EXERCISE INSTRUCTIONS: Can you quote exactly the stretch of lines from the one with "of the shadow" through the final line of the material, both ends included?

ITEMS:

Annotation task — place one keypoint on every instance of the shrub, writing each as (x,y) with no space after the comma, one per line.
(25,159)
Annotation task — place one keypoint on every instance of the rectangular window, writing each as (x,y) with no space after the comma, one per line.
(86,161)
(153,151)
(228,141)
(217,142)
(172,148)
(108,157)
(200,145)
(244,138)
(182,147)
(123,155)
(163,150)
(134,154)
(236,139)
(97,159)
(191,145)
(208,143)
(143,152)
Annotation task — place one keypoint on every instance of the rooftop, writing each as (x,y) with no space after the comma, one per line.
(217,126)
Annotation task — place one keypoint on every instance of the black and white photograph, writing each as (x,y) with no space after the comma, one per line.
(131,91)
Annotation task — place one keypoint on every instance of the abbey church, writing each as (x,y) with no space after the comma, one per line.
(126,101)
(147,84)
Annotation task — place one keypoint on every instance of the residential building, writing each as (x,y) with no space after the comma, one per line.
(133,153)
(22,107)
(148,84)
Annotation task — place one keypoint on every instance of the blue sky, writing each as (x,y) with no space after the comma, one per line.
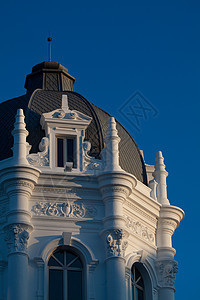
(114,48)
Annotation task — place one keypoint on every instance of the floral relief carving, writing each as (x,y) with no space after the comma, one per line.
(64,209)
(140,229)
(116,243)
(167,270)
(16,236)
(115,189)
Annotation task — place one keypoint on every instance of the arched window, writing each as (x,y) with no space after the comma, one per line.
(65,275)
(137,284)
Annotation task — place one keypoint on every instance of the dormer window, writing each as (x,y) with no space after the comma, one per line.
(65,130)
(66,151)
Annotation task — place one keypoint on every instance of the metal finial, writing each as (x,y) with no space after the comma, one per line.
(49,40)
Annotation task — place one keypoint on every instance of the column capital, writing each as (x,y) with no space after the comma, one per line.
(116,242)
(166,270)
(16,236)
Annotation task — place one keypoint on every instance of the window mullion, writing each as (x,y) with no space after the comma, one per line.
(65,284)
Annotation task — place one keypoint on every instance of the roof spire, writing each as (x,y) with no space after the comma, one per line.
(49,40)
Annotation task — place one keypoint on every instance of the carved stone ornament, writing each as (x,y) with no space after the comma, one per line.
(40,158)
(139,229)
(64,209)
(167,270)
(17,236)
(116,243)
(89,162)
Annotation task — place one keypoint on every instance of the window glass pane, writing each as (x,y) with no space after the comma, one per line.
(70,257)
(70,150)
(60,162)
(55,285)
(60,256)
(53,262)
(76,264)
(138,278)
(139,294)
(74,285)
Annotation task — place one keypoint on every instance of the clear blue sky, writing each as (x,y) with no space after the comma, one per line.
(114,48)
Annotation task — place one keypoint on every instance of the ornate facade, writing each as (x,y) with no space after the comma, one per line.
(78,224)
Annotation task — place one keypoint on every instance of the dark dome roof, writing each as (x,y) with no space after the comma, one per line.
(43,100)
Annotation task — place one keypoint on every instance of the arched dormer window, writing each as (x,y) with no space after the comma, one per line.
(137,284)
(65,271)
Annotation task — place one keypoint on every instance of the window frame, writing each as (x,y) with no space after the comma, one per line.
(134,284)
(65,270)
(65,138)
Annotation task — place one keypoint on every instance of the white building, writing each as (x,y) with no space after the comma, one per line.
(82,216)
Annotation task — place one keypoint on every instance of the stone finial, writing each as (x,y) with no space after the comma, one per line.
(153,186)
(160,175)
(20,133)
(65,106)
(112,147)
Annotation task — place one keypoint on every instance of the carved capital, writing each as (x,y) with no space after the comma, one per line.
(166,270)
(116,242)
(16,236)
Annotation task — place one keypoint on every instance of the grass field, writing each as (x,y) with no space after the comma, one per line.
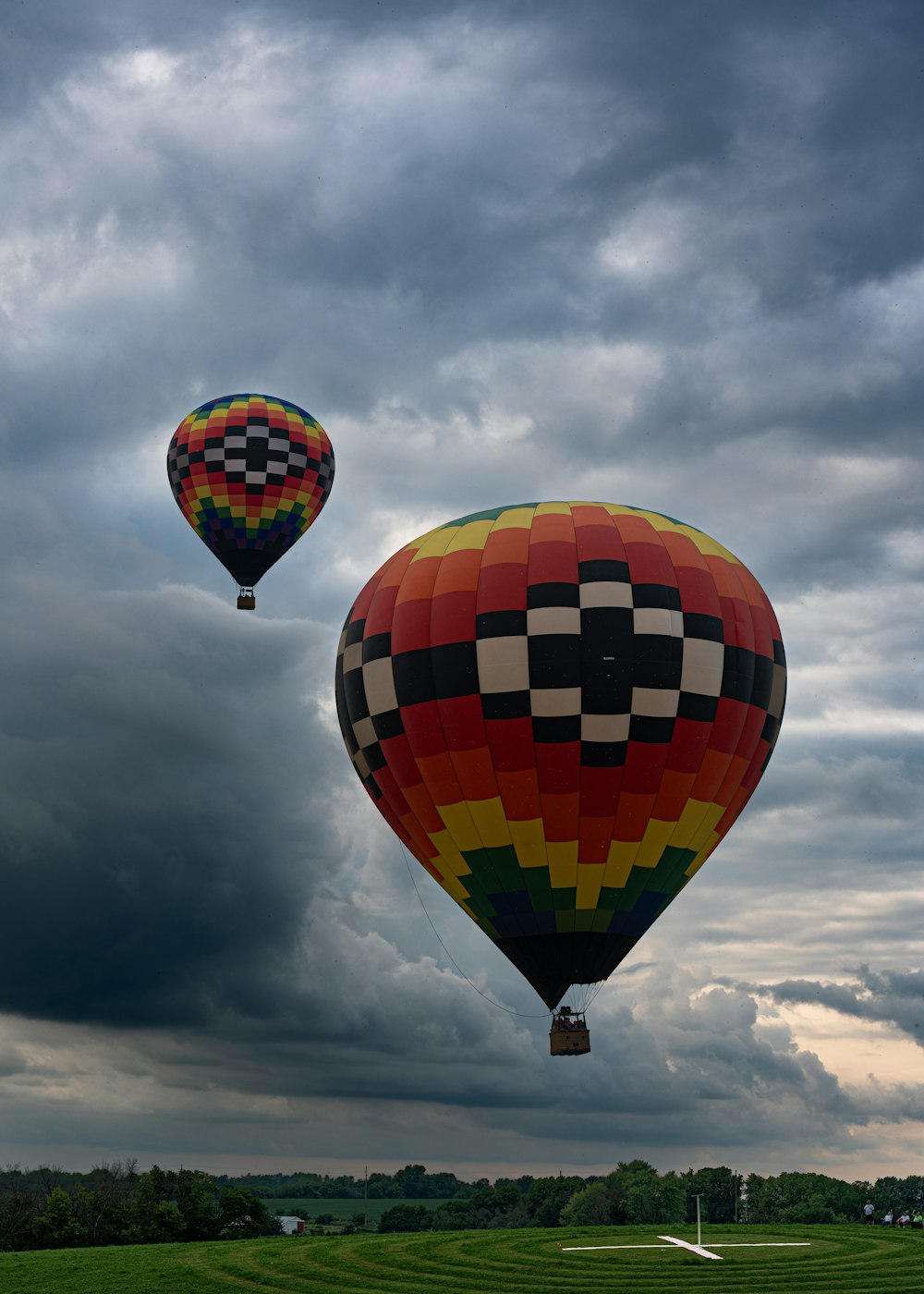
(849,1259)
(342,1209)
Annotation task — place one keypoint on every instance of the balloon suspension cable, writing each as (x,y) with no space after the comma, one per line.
(509,1011)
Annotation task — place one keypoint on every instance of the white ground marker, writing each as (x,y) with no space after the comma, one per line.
(698,1249)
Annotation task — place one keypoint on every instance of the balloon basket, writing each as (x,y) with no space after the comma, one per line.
(568,1034)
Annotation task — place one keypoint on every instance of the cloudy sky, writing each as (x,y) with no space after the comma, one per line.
(664,255)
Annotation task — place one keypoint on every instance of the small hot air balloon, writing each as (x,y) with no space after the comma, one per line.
(561,709)
(250,474)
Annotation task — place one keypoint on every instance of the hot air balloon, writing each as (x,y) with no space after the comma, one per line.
(250,474)
(561,709)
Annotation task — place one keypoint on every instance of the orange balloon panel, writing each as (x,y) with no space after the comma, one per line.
(561,708)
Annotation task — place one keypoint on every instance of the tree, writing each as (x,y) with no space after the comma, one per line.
(720,1190)
(548,1197)
(407,1218)
(58,1227)
(588,1207)
(244,1215)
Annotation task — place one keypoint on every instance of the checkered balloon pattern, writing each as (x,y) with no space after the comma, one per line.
(250,474)
(561,709)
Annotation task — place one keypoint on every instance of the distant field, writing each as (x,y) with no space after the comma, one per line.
(342,1209)
(849,1259)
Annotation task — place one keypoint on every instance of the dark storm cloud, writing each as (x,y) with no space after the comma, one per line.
(164,806)
(891,996)
(503,251)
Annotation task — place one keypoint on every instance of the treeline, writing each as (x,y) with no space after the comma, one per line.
(413,1181)
(116,1205)
(636,1192)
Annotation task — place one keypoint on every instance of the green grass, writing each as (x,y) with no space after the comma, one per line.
(849,1259)
(342,1209)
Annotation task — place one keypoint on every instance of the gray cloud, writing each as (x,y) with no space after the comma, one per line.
(503,252)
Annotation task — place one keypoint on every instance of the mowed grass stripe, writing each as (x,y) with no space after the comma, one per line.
(842,1261)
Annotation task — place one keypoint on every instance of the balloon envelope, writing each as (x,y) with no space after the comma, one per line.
(561,709)
(250,474)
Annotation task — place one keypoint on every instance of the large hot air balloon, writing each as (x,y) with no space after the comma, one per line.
(561,709)
(250,474)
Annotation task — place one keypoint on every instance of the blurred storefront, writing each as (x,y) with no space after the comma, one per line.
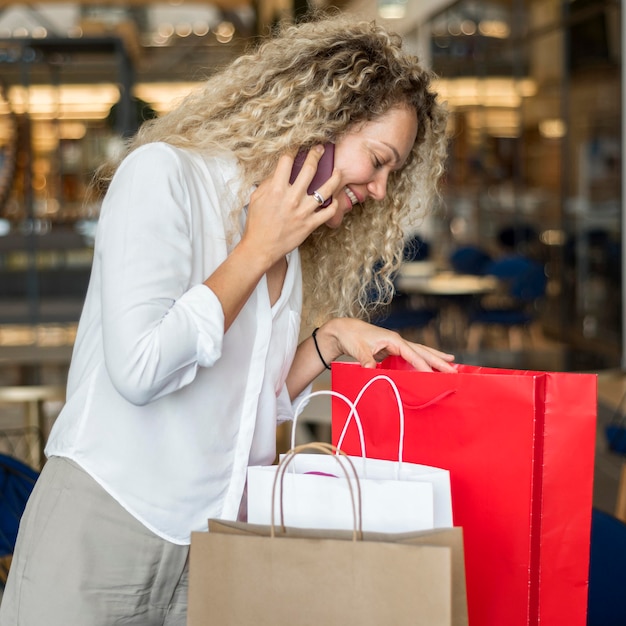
(536,150)
(535,164)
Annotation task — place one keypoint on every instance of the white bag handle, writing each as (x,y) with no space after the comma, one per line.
(328,392)
(400,415)
(354,413)
(326,448)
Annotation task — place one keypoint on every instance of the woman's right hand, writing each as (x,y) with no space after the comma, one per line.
(282,215)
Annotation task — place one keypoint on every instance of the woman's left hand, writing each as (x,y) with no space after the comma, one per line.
(370,344)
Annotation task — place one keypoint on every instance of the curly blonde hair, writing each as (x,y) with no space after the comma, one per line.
(311,83)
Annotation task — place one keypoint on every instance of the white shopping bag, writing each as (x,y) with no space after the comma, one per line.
(396,496)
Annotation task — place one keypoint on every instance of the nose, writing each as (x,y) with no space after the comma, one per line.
(377,187)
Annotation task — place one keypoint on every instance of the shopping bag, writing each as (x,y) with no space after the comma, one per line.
(241,574)
(520,449)
(397,496)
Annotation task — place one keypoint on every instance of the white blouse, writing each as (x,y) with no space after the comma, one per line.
(164,409)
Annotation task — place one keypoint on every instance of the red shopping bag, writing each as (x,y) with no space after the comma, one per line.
(520,449)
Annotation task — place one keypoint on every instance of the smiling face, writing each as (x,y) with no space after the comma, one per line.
(366,156)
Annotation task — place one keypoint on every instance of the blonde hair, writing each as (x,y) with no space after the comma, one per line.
(311,83)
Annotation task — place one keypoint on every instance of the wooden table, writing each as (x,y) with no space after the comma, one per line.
(453,295)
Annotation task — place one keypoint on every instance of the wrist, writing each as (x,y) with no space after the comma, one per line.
(326,342)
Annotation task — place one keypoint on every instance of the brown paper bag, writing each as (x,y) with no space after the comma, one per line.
(242,575)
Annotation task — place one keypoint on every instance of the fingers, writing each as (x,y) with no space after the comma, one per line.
(311,169)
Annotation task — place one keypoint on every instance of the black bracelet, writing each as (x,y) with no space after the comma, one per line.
(318,349)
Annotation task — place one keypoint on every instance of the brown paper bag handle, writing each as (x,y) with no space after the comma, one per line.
(326,448)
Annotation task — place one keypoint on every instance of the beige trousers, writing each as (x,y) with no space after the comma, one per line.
(82,560)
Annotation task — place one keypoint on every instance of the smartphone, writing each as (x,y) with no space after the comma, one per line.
(324,169)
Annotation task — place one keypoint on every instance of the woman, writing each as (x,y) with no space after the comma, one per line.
(187,350)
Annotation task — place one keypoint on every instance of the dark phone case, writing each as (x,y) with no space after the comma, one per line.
(324,169)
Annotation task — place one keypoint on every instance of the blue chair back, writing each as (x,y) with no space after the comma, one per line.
(470,260)
(526,278)
(607,571)
(16,483)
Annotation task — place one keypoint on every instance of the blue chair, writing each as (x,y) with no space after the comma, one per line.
(607,571)
(524,285)
(419,324)
(470,260)
(16,483)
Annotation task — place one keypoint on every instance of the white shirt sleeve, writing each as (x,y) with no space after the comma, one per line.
(159,327)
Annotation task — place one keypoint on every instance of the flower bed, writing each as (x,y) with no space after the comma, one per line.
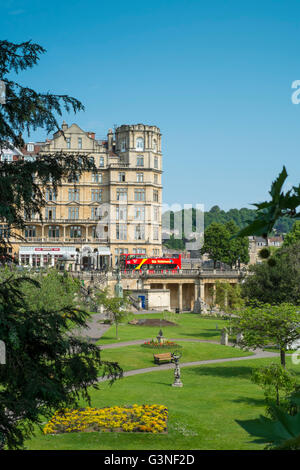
(156,345)
(135,418)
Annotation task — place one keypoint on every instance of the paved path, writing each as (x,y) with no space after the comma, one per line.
(258,354)
(94,329)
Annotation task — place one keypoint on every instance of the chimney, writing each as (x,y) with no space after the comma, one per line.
(110,138)
(64,126)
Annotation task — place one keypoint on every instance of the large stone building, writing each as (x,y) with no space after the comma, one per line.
(117,209)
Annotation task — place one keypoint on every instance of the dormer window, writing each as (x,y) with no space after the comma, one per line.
(139,143)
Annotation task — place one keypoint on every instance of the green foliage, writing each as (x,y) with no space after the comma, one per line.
(294,235)
(268,212)
(228,296)
(276,281)
(114,306)
(265,324)
(275,379)
(282,434)
(46,367)
(25,109)
(220,245)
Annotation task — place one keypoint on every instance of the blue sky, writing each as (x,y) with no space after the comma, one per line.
(214,76)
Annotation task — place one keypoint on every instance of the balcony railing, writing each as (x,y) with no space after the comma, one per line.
(66,240)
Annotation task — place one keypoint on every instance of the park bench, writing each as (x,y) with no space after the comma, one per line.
(164,357)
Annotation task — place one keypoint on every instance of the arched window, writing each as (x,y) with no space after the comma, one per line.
(140,143)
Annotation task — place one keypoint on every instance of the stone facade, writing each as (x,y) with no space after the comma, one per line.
(115,210)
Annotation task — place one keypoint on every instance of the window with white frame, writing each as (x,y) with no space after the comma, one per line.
(95,213)
(7,157)
(139,251)
(75,231)
(121,194)
(121,232)
(139,143)
(139,195)
(140,177)
(30,231)
(53,231)
(50,195)
(73,213)
(139,232)
(74,194)
(139,213)
(96,195)
(121,212)
(4,231)
(155,232)
(50,213)
(96,177)
(140,160)
(155,213)
(73,179)
(121,177)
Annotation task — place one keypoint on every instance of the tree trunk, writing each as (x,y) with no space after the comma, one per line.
(282,357)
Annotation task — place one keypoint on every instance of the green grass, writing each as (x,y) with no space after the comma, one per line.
(137,357)
(201,415)
(190,325)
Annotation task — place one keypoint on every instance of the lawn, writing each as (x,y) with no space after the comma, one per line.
(202,414)
(190,325)
(138,357)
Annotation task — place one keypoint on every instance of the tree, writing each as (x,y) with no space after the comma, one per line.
(228,297)
(276,279)
(115,306)
(294,235)
(269,212)
(238,247)
(46,368)
(216,242)
(26,109)
(267,324)
(274,379)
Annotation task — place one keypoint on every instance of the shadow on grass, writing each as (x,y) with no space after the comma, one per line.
(224,372)
(250,401)
(200,335)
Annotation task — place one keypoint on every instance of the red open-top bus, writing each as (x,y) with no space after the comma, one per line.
(141,261)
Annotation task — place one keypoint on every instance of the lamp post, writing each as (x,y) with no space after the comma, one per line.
(177,382)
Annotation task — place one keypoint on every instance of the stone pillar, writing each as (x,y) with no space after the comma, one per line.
(180,297)
(224,337)
(214,293)
(202,291)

RESULT:
Annotation task — place one keypoint on every instance of the shadow on grass, writing each as (x,y) with no space after the comma, one per line.
(224,372)
(250,401)
(200,335)
Annotation task — place one keypoint on every instance of the red open-top bus, writing each as (x,y) with no space after the comma, one per line.
(141,261)
Annotation task — place one keypoint on every instance of the lamp post, writing each as (x,y) with no space after the comma, one per line.
(177,382)
Annotation task — place one keypoint on every instance of the stone pillar, writing each as (x,y) with no space after the comma, one per line.
(180,297)
(224,337)
(214,293)
(202,291)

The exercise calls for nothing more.